## [Material for this exercise]
-- BEGIN --

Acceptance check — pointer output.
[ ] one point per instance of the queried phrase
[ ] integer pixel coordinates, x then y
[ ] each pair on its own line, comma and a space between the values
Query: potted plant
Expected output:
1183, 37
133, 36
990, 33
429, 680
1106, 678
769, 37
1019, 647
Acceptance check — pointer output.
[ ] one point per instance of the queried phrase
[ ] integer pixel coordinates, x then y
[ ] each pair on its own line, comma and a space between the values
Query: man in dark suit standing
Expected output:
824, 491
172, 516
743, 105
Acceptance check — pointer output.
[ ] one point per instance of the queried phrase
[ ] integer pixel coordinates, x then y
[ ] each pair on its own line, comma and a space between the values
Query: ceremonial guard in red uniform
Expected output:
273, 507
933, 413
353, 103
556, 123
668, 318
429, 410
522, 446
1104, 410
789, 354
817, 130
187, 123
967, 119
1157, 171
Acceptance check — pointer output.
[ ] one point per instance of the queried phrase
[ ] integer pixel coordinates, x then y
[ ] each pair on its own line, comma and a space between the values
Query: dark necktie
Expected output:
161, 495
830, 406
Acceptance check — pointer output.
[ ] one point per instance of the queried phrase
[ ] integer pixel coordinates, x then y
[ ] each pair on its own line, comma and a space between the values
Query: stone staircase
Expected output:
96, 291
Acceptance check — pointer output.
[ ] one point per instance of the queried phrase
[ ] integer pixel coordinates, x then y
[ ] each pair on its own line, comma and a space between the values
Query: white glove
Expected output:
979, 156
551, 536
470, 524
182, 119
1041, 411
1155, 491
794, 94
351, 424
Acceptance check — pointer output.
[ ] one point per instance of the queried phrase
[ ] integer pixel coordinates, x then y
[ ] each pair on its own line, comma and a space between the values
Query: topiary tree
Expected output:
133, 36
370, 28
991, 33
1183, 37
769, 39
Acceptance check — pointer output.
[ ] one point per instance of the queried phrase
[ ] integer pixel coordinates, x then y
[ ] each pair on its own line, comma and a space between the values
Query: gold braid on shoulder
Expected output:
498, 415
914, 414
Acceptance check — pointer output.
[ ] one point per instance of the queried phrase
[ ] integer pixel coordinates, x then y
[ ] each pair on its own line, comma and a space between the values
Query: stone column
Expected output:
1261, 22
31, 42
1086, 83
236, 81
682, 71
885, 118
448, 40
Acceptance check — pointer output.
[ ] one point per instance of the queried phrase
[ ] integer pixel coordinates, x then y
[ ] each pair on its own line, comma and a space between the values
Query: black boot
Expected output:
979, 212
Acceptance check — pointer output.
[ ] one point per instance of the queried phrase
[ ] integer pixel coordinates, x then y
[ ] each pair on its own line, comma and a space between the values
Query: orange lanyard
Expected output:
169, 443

-- END --
-- BEGIN --

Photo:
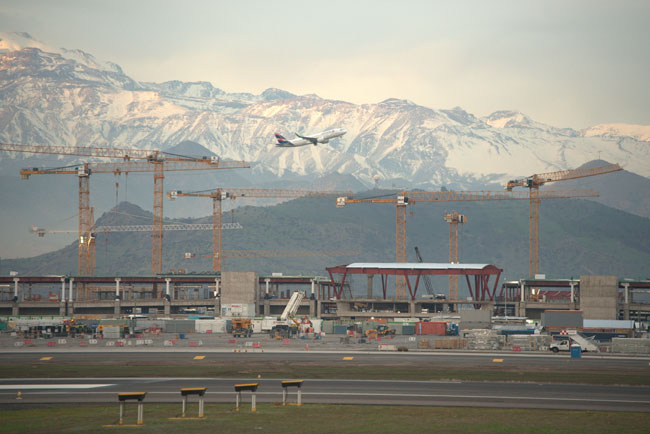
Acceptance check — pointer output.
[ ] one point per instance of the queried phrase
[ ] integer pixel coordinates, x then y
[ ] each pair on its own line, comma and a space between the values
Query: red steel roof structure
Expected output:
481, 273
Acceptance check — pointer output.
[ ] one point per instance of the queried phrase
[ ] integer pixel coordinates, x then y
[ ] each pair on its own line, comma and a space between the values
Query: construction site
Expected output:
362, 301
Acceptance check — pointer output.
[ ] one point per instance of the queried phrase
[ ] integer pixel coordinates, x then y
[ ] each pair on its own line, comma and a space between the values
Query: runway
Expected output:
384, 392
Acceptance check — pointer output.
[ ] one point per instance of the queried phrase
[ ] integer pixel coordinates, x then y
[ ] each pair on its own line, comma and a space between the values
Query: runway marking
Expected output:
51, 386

-- END --
-- BEGIN --

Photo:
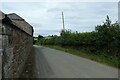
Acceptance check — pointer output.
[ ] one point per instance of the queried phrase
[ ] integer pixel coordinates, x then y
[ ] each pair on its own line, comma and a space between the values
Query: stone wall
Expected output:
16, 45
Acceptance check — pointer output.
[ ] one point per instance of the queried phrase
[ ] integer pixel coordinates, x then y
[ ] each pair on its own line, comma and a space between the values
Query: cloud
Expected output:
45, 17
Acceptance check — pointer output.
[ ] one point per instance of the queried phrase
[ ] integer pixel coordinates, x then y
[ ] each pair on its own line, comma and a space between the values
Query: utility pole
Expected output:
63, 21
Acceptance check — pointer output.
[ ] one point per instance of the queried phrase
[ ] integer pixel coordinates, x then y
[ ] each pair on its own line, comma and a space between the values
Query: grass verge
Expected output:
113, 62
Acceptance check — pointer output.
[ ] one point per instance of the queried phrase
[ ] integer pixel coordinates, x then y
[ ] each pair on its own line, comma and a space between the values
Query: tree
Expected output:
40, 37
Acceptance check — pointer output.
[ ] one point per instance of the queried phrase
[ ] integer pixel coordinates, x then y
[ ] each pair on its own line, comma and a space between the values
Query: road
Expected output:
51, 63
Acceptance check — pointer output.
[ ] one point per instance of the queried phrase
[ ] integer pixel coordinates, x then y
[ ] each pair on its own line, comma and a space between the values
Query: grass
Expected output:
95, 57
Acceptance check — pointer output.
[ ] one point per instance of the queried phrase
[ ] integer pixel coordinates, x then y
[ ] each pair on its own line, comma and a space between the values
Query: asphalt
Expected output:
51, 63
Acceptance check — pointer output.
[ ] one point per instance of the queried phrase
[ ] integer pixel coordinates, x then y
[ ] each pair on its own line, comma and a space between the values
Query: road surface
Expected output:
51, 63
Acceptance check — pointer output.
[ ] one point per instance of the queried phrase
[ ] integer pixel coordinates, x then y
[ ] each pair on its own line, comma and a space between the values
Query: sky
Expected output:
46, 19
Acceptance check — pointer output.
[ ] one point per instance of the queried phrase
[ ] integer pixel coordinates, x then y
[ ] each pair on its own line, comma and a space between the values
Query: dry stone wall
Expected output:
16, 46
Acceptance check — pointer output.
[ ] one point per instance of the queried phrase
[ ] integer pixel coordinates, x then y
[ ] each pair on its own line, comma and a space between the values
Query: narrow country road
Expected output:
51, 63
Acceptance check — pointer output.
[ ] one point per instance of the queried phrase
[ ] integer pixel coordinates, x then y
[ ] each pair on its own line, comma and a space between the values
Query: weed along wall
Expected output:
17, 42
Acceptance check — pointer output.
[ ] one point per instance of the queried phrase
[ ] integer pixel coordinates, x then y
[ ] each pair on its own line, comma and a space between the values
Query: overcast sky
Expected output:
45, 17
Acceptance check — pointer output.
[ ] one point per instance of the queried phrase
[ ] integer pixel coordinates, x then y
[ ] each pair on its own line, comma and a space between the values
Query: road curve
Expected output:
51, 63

-- END --

## [Written request]
Count the lines in the records that contain the string "stone", treating uppercase and lowercase as different. Reply with the number alone.

## [Output below]
4